** Start **

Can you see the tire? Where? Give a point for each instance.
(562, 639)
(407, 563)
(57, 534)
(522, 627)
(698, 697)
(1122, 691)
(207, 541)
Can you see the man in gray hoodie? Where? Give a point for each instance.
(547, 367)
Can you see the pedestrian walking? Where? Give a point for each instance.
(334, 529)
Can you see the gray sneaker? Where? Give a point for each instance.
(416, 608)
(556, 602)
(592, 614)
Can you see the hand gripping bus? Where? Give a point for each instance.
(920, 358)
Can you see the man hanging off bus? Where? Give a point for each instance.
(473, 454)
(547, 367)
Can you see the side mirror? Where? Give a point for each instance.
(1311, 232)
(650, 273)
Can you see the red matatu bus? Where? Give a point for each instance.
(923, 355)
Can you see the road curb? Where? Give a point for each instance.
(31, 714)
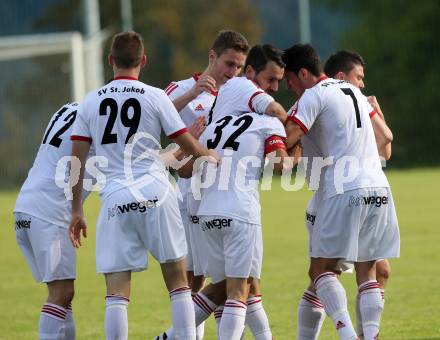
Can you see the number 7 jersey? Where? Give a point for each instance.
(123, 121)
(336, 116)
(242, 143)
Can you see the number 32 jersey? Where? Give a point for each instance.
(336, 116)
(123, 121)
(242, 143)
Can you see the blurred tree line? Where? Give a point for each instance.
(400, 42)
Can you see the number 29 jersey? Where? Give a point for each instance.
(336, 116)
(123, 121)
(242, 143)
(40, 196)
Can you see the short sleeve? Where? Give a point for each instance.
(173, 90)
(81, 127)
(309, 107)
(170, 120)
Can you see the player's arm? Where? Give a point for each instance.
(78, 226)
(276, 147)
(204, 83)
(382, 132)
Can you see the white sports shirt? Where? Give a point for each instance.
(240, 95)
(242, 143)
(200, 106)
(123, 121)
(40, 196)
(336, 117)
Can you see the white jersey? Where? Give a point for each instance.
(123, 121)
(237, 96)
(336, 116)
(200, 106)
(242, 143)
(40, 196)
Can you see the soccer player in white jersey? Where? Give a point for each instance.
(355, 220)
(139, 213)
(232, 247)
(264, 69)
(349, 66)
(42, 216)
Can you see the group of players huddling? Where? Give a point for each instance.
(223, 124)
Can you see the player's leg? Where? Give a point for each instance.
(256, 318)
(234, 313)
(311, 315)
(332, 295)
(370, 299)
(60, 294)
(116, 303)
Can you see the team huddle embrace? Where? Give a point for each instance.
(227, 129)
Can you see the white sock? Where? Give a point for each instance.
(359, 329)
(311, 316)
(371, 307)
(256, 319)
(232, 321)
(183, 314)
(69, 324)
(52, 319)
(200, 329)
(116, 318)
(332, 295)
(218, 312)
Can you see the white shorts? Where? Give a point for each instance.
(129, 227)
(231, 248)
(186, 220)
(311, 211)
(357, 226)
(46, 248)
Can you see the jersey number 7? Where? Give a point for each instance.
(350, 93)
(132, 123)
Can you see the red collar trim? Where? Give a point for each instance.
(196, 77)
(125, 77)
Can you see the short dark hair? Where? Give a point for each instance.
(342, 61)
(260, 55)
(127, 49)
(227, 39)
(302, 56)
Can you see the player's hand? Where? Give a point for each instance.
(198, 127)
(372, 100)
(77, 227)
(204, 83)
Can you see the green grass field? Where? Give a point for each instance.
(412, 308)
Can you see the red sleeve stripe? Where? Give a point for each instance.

** End **
** Start **

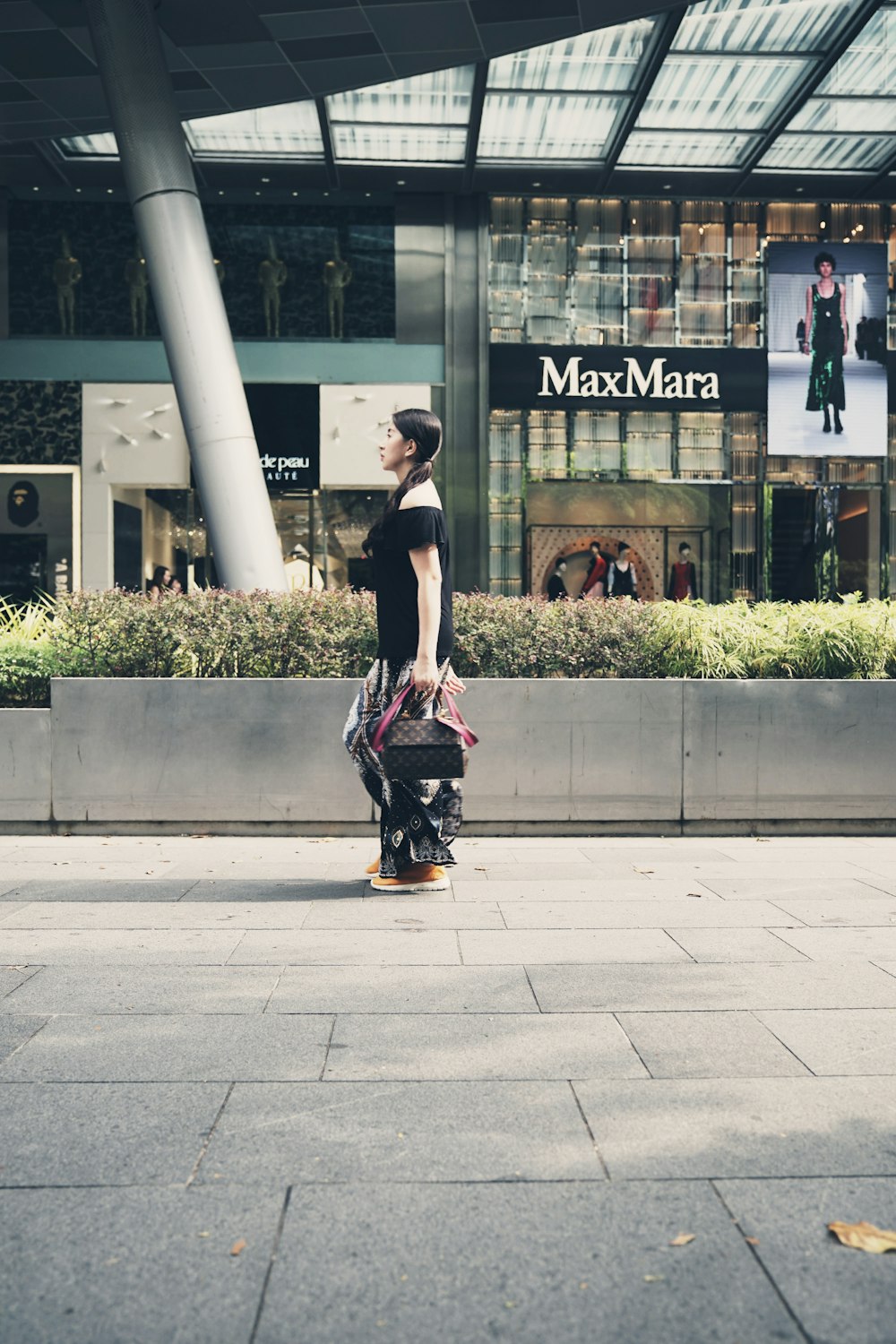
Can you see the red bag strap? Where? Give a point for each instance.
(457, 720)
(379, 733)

** End **
** Start **

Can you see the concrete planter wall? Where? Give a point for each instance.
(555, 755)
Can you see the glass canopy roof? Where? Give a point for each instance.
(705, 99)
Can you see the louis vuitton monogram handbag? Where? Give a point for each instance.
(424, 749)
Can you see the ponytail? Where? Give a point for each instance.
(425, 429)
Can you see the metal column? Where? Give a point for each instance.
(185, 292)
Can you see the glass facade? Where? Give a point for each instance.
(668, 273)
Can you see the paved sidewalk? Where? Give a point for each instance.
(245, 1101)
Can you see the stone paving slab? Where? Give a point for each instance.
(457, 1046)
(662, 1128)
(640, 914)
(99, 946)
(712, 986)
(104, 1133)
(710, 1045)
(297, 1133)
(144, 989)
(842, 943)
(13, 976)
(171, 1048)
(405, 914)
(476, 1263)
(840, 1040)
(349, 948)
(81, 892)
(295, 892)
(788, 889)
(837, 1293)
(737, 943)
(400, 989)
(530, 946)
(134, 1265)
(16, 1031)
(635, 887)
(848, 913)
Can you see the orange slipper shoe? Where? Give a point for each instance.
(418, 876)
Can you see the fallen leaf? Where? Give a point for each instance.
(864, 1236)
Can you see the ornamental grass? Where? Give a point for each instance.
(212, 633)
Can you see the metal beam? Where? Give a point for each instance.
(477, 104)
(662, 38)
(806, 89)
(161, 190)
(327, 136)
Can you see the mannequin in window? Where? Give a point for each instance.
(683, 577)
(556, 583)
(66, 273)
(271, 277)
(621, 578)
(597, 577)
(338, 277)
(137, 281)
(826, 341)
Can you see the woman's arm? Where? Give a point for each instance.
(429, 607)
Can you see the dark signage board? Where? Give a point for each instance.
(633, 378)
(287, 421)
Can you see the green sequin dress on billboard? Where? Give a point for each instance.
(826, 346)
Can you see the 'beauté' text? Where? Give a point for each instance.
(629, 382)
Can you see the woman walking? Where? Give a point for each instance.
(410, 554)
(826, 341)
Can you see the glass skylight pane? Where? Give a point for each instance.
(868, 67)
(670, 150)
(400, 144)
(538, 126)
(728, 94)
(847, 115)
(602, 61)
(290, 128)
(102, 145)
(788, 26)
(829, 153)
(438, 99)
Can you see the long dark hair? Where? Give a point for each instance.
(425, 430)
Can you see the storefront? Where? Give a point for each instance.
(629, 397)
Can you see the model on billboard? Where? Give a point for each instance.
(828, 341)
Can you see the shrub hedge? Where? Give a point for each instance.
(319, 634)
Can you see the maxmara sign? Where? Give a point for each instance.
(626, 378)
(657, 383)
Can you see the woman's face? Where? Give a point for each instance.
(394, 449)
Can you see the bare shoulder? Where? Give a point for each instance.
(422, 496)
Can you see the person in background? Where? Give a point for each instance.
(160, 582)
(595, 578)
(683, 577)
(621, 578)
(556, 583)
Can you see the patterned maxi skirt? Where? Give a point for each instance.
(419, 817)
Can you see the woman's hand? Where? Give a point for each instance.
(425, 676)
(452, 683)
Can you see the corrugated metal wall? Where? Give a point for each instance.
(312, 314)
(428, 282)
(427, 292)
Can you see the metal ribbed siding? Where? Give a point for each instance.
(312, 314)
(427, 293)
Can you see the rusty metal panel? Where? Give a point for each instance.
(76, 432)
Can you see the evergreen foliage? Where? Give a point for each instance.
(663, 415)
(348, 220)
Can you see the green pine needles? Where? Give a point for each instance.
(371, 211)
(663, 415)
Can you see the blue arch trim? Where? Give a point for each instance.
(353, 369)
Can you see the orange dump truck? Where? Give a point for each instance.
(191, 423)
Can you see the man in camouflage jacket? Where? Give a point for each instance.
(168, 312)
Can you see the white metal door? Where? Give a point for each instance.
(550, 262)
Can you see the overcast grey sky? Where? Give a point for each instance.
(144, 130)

** End **

Pick out each line in the entries above that contains the word "sleeve" and copy those lines. Uppercase and lowercase letters count as different.

Output of the exercise
Can you see the short sleeve? Where? Give a point for each instance.
Can you see the red sleeve stripe? Where? Give a point for each instance.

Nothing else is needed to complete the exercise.